* [AIM OF THE EXERCISE] Transcribe all the entries word for word, skipping the pictures.

··· DATA SUPPLIED ···

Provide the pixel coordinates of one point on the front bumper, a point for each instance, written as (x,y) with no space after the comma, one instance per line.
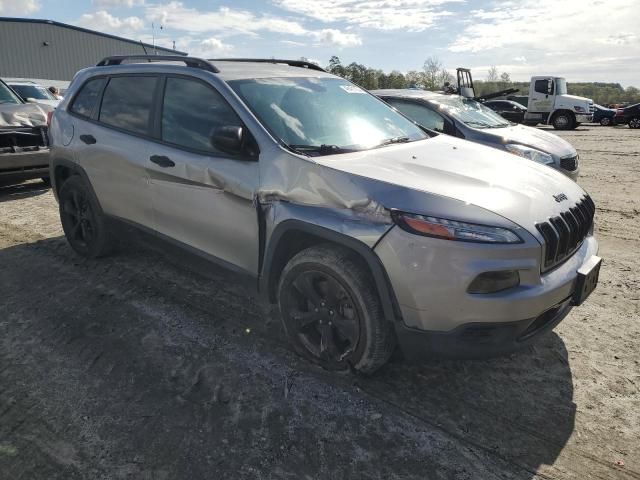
(479,340)
(24,165)
(430,278)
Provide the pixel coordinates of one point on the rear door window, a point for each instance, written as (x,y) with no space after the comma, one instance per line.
(88,97)
(127,102)
(191,111)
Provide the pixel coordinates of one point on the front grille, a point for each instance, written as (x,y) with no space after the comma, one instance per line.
(564,234)
(569,163)
(16,138)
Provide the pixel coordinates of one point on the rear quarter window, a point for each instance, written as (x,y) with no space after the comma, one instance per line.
(127,102)
(88,97)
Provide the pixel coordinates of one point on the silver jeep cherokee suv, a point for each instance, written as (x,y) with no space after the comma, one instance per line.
(365,229)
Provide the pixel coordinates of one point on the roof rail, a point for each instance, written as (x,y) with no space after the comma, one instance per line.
(188,61)
(291,63)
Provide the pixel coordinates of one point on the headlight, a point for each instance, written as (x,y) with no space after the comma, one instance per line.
(530,153)
(452,229)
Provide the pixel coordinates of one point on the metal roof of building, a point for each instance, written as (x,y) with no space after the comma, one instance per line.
(91,32)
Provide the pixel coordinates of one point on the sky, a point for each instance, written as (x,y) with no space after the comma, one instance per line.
(582,40)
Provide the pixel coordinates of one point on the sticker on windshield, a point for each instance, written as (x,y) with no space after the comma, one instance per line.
(351,89)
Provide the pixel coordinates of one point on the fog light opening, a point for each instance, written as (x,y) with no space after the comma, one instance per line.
(492,282)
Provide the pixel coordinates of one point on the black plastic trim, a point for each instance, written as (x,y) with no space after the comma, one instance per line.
(478,340)
(383,284)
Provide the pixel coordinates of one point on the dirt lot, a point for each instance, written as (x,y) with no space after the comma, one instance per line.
(149,366)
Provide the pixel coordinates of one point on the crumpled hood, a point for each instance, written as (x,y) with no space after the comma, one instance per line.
(22,115)
(535,138)
(513,187)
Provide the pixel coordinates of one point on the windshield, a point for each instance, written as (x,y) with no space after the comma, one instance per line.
(323,116)
(561,86)
(470,112)
(7,96)
(33,91)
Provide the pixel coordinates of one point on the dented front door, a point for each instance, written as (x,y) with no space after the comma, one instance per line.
(201,197)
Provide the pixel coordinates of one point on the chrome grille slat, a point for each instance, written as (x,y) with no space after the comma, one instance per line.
(563,234)
(569,163)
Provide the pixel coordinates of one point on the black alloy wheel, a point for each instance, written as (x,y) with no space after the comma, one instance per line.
(82,221)
(331,310)
(326,318)
(79,219)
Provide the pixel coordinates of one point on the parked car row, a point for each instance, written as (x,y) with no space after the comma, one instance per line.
(466,118)
(366,228)
(24,144)
(628,116)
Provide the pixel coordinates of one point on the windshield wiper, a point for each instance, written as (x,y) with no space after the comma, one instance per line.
(319,149)
(479,124)
(391,141)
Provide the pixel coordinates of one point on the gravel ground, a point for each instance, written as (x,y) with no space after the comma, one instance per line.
(146,365)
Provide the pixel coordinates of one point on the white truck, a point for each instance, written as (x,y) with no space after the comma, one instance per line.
(548,101)
(550,104)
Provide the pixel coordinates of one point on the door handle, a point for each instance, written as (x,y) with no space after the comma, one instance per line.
(163,161)
(88,139)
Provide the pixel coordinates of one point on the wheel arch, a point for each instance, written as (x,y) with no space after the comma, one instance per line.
(292,236)
(559,111)
(61,169)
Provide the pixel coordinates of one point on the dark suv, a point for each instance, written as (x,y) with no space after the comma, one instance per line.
(24,145)
(629,115)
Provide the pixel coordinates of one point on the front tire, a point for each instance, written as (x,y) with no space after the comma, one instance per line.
(82,221)
(331,311)
(564,121)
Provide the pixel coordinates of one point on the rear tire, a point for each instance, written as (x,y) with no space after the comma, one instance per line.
(564,121)
(83,223)
(331,311)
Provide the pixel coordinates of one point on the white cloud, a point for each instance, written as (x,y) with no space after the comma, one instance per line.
(410,15)
(224,20)
(579,39)
(214,46)
(330,36)
(118,3)
(16,7)
(103,21)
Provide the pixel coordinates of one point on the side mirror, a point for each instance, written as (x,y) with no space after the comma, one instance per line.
(228,139)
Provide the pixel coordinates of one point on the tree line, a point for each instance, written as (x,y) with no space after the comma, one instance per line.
(433,76)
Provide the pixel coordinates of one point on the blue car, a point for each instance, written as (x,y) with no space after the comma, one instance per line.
(602,115)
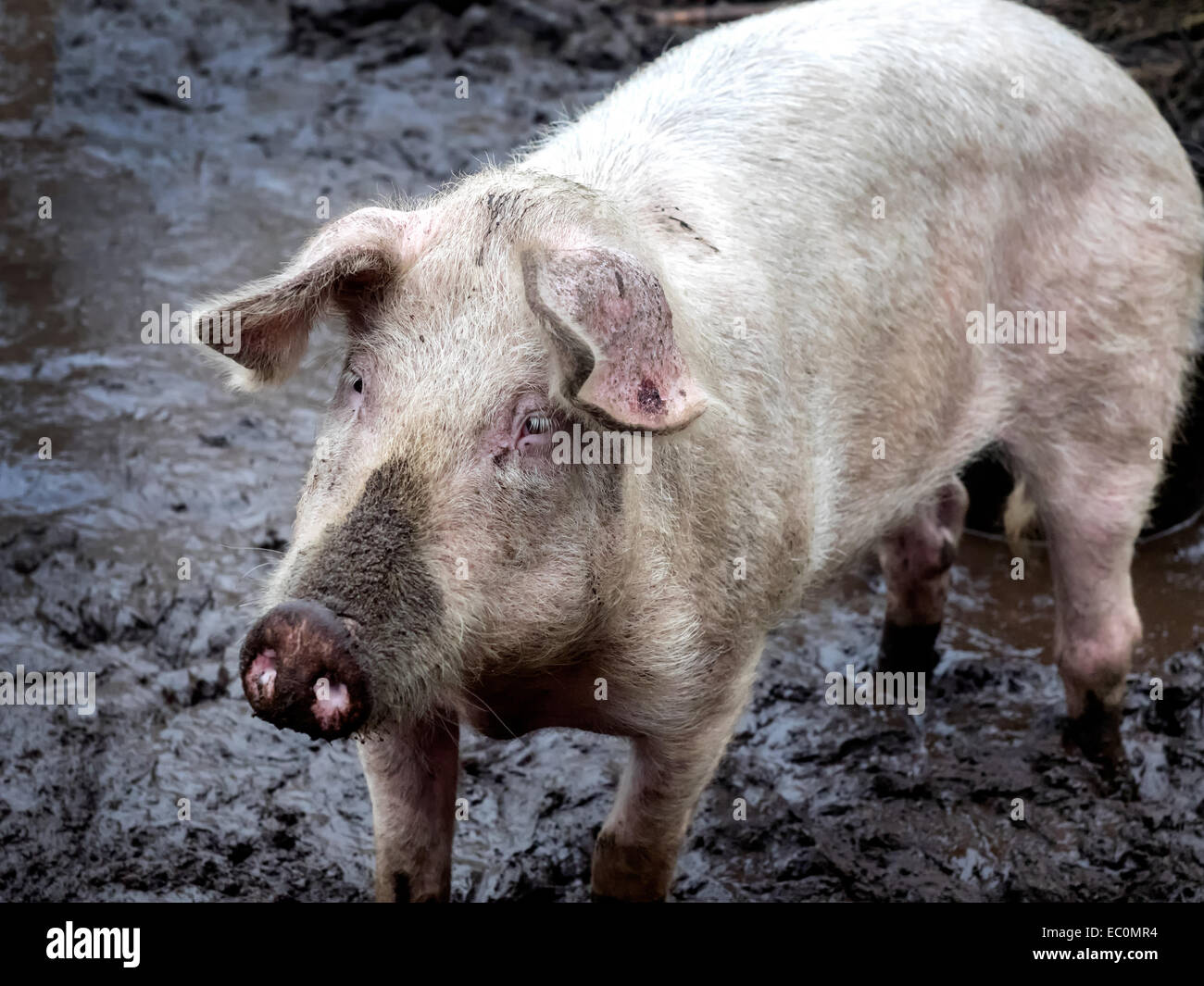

···

* [ANSWER SPACE]
Provide the pixel coordinates of one point on the front bumper, a point for each instance, written as (x,y) with no space after the comma, one instance per line.
(479,340)
(24,165)
(430,278)
Provide the pixel coordinates of one point on the rear door window, a point for each instance, written as (x,y) with no space after the comma, one instance per line.
(88,97)
(127,102)
(191,111)
Provide the pixel coordinates of one point on the front grille, a point for each instance, written as (x,y) with no space after the comma, one instance per line.
(564,234)
(569,163)
(16,138)
Provide the pixel coordinates of one point on the rear quarter window, a point for each instance, written as (x,y) with no space after the comma, one instance per line.
(127,102)
(88,97)
Provide the pixel coordinates of one point on the silver jeep cherokee suv, a point for each instance, written as (x,y) with no space after the comma, one instance per line.
(365,229)
Provide the pixel coordinates of one point on the roof rail, a point for each instance, written as (x,y) with no space after the comma, one instance per line.
(188,61)
(291,63)
Provide the pixel coordinates of one point on the headlight, a point for each instance, written as (x,y) with no space after the comma, one instance per line.
(530,153)
(452,229)
Provide the pixel coordinates of one point on the metal roof of building, a point for each instance, written as (x,y) with no space after the comma, one instance per line.
(91,32)
Provide the pixel coordinates of one point on the sky, a point for each instance, written as (x,y) with no space after the comma, one instance per line.
(582,40)
Provide the pixel coordinates of one point on the sticker on windshield, a point for each instance, written as (x,y) with no space after the comma, one instance per line.
(351,89)
Provide the pixel coordinates of one point on the fog light opening, a point for each instance, written as (x,y) with no space after the comma, one instance per line.
(492,282)
Provide the pixel coordinates of one point on the black plastic trim, a point for each instance, written as (x,y) with no space after the comma, one instance per line.
(478,340)
(383,284)
Provide the pixel coordinates of one point on the dirt lot, a point for each instance, written as (x,y) with no space after the comma, one instance per line.
(149,366)
Provide the pixel coordinates of one point on the crumpled hood, a point for each instance, written as (x,y) with no space after the comma, one instance per line.
(22,115)
(535,138)
(513,187)
Provide the pixel coordinates of one point on the windshield, a point for each instance, written as (x,y) with no space after the comma, one instance per line.
(323,116)
(561,86)
(470,112)
(7,96)
(33,91)
Provide the pixel coordinates of one point on the dented front door, a point for each instance, written as (x,y) with no space after the comma, one instance per line.
(201,197)
Provide the pixel coordinates of one point on the chrome grille slat, a point for each instance, written as (x,y) with no space after the comma, one instance per line.
(563,234)
(569,163)
Provide the pixel coordinates of one point on the black alloy wheel, a point for each instance, written as (x,y) with no space after the comma, one instance per line.
(82,221)
(331,310)
(326,318)
(79,219)
Provide the pixel coordinates of one point on the parked car row, a point for each instance, written as (x,y) with no space after the comma, one instance per line.
(466,118)
(366,228)
(24,144)
(628,116)
Provide the pixel coordinates of one point on the windshield wiper, a point for each instance, written as (x,y) with no space after the comma, one instance per line.
(319,149)
(479,124)
(391,141)
Provide the pixel coordinates of one point on the gravel ground, a point for each instance, written as (x,y) with no space after the comma, one instance per line.
(146,365)
Provide the pixel coordinates of one point on the white truck, a point for each instance, written as (x,y) with no space after the comma, one instance per line.
(548,101)
(550,104)
Provide the pixel coordinates of one point on the door handle, a point for each instance, written as (x,y) with no space after the comma, one instance per line.
(163,161)
(88,139)
Provide the pixel coordinates of one point on the wheel arch, a point for each instance, written as (x,y) with no space after the comma, one instance per line.
(292,236)
(559,111)
(61,169)
Provide the pixel coordinates of one point on the dark suv, a point for each instance, written as (x,y) with no space after the comma, one instance per line.
(24,145)
(629,115)
Provide the pixel coordinates of one point on the front tire, a point for each instance, written as (x,y) with no space after the comma, one instance per line.
(82,221)
(331,311)
(564,121)
Provide the pixel coordinates of one point on the rear tire, a point for each instance, written as (x,y) with no space after the comma, one instance per line.
(564,121)
(83,223)
(331,311)
Provide the pixel coordinates of one point on the white cloud, a point for each instance, written as (x,y) with no space after the comma, one instance per line.
(410,15)
(224,20)
(579,39)
(214,46)
(330,36)
(118,3)
(16,7)
(103,21)
Provide the pixel coordinates of one point on the side mirror, a point for each instance, written as (x,y) with no space after the comma, one instance per line.
(228,139)
Provide the pixel coordinates of one point on the tree line, a point for each instance, written as (x,y) with no space after the comma, one instance per line.
(433,76)
Provide the pixel coordinates of one point on the blue car, a point for each instance, written as (x,y) with no space after the comma, one instance per line.
(602,115)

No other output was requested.